## To do:
- 1) Copy the passage on health in Germany word for word, starting with "According to a" and going on through "rate of 60.1%.".
- 2) Carry on the passage on health in Germany from where it stops.

According to a 2013 micro-census survey, 24.5% of the German population aged 15+ are smokers (29 percent in men, 20 percent in women). Among the 18- to 25-year-old age group, 35.2% are smokers.

Obesity in Germany has been increasingly cited as a major health issue. A 2007 study shows Germany has the highest number of overweight people in Europe. However, the United Kingdom, Greece and certain countries in Eastern Europe have a higher rate of "truly obese" people. German Federal Office of Statistics ranks Germany as the 43rd fattest country in the World with a rate of 60.1%.

For home care for the elderly, the family caregivers receive a relief of €125 per month. The actual amount of relief can be found in the Social Insurance Code under § 45b SGB XI.

In 2015 it was estimated that 11.52% of the population has diabetes type 2, costing about $4,943 per person per year.

A report published by the EU Commission in 2015 found that the life expectancy in Germany was glaringly lower than that in other big European Union countries such as Italy, France and Spain, though it was still higher than the average life expectancy of the whole of EU. The report had some other interesting findings about health in Germany. Incidence of cardiovascular diseases had been declining since 2000 while cancer as a cause of death was on the increase. Incidence of dementia too was on the rise. The number of deaths due to Alzheimer's disease rose from 6,000 in 2000 to 35,000 in 2014.

The number of cases of scabies rose from under 1000 in 2011 to more than 5500 in 2017, the authorities do not know why prevalence is rising.

History
At the end of the nineteenth century Berlin had the highest urban density of any city in Europe. Only 8% of dwellings in the city had a toilet. There were repeated outbreaks of cholera and typhus. Rudolf Virchow promoted sewage works, called Rieselfelder, after the cholera epidemic of 1868. In 1871 a smallpox epidemic killed 6478 people. Virchow estimated that 5% of the Berlin population were infected by venereal disease.

Tuberculosis was estimated to be the cause of about 15% of all deaths in Prussia in 1860.

From 1883 Otto von Bismarck introduced several items of social legislation: the Health Insurance Bill of 1883, Accident Insurance Bill of 1884, and the Old Age and Disability Insurance Bill of 1889.

## Supplied records:
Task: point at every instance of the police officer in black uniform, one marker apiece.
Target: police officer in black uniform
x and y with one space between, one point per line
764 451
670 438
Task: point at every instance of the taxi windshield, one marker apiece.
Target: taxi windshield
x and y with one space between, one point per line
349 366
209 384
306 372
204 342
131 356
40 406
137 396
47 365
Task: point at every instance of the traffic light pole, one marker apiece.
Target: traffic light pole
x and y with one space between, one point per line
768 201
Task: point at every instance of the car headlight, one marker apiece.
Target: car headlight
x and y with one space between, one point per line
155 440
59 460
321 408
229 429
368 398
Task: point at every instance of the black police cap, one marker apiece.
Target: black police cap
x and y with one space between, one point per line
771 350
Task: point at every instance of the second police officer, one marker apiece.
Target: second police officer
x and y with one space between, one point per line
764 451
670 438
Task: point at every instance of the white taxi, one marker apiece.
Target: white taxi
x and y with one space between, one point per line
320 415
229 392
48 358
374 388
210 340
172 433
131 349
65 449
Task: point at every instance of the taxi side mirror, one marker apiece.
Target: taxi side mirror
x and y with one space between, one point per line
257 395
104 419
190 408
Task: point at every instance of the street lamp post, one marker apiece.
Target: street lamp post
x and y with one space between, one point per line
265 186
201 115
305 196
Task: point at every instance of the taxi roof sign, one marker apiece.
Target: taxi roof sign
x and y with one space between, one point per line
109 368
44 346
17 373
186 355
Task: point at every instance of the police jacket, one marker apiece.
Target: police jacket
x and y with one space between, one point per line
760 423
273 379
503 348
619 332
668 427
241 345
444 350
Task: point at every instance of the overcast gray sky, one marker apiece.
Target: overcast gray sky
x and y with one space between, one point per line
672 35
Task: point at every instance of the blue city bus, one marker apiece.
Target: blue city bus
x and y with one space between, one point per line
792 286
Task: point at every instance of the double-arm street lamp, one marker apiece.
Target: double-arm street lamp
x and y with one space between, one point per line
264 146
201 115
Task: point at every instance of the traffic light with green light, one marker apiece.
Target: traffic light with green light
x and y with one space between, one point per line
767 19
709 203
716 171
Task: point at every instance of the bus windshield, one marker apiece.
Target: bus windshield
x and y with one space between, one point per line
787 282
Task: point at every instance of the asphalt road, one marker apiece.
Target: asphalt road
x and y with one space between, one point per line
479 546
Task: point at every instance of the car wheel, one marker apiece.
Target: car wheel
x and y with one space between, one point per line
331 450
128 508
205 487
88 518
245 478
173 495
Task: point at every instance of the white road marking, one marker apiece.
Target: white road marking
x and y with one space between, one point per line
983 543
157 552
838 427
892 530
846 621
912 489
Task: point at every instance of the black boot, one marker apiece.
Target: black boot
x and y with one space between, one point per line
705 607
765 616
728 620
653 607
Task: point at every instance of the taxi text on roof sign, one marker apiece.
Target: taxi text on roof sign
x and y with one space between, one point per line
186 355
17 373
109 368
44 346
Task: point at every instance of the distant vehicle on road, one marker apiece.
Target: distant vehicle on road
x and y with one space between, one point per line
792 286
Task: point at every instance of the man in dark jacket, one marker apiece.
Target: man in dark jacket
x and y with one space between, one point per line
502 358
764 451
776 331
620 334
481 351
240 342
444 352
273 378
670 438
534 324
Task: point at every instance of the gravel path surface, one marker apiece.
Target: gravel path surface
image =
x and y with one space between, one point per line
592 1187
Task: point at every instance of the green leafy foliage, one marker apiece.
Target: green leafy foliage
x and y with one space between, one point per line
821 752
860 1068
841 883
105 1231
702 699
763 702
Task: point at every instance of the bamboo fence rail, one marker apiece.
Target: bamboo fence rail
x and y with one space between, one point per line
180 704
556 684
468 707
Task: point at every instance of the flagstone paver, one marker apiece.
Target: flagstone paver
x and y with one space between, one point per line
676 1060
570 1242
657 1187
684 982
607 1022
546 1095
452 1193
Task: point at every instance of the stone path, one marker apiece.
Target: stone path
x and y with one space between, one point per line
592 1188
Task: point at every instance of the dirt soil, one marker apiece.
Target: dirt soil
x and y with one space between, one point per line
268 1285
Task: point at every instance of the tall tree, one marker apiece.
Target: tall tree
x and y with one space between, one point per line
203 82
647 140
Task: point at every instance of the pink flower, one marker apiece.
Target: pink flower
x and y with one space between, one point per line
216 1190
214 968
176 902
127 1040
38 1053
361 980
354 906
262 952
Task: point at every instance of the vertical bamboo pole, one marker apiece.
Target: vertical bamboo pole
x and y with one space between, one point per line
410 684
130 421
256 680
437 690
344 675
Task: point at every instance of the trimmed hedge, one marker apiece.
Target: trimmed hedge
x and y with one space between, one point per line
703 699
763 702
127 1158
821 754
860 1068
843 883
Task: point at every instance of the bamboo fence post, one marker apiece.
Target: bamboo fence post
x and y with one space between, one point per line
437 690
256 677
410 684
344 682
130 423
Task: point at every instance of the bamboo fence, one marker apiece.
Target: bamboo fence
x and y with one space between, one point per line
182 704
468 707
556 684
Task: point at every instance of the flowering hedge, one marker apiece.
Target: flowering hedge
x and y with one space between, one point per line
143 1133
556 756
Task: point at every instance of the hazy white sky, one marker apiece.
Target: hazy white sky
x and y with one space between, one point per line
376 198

## Responses by task:
- 1)
According to a 2013 micro-census survey, 24.5% of the German population aged 15+ are smokers (29 percent in men, 20 percent in women). Among the 18- to 25-year-old age group, 35.2% are smokers.

Obesity in Germany has been increasingly cited as a major health issue. A 2007 study shows Germany has the highest number of overweight people in Europe. However, the United Kingdom, Greece and certain countries in Eastern Europe have a higher rate of "truly obese" people. German Federal Office of Statistics ranks Germany as the 43rd fattest country in the World with a rate of 60.1%.

- 2)
Vaccination
In Germany, the Standing Committee on Vaccination is the federal commission responsible for recommending an immunization schedule. The Robert Koch Institute in Berlin (RKI) compiles data of immunization status upon the entry of children at school, and measures vaccine coverage of Germany at a national level. Founded in 1972, the STIKO is composed of 12–18 volunteers, appointed members by the Federal Ministry for Health for 3-year terms. The independent advisory group meets biannually to address issues pertaining to preventable infectious diseases. Although the STIKO makes recommendations, immunization in Germany is voluntary and there are no official government recommendations. German Federal States typically follow the Standing Vaccination Committee's recommendations minimally, although each state can make recommendations for their geographic jurisdiction that extends beyond the recommended list. In addition to the proposed immunization schedule for children and adults, the STIKO recommends vaccinations for occupational groups, police, travelers, and other at risk groups. Vaccinations recommendations that are issued must be in accordance with the Protection Against Infection Act (Infektionsschutzgesetz), which regulates the prevention of infectious diseases in humans. If a vaccination is recommended because of occupational risks, it must adhere to the Occupational Safety and Health Act involving Biological Agents. In the event of vaccination related injuries, federal states are responsible for monetary compensation. Germany's central government does not finance childhood immunizations, so 90% of vaccines are administered in a private physician's office and paid for through insurance. The other 10% of vaccines are provided by the states in public health clinics, schools, or day care centers by local immunization programs. Physician responsibilities concerning immunization include beginning infancy vaccination, administering booster vaccinations, maintaining medical and vaccination history, and giving information and recommendations concerning vaccines.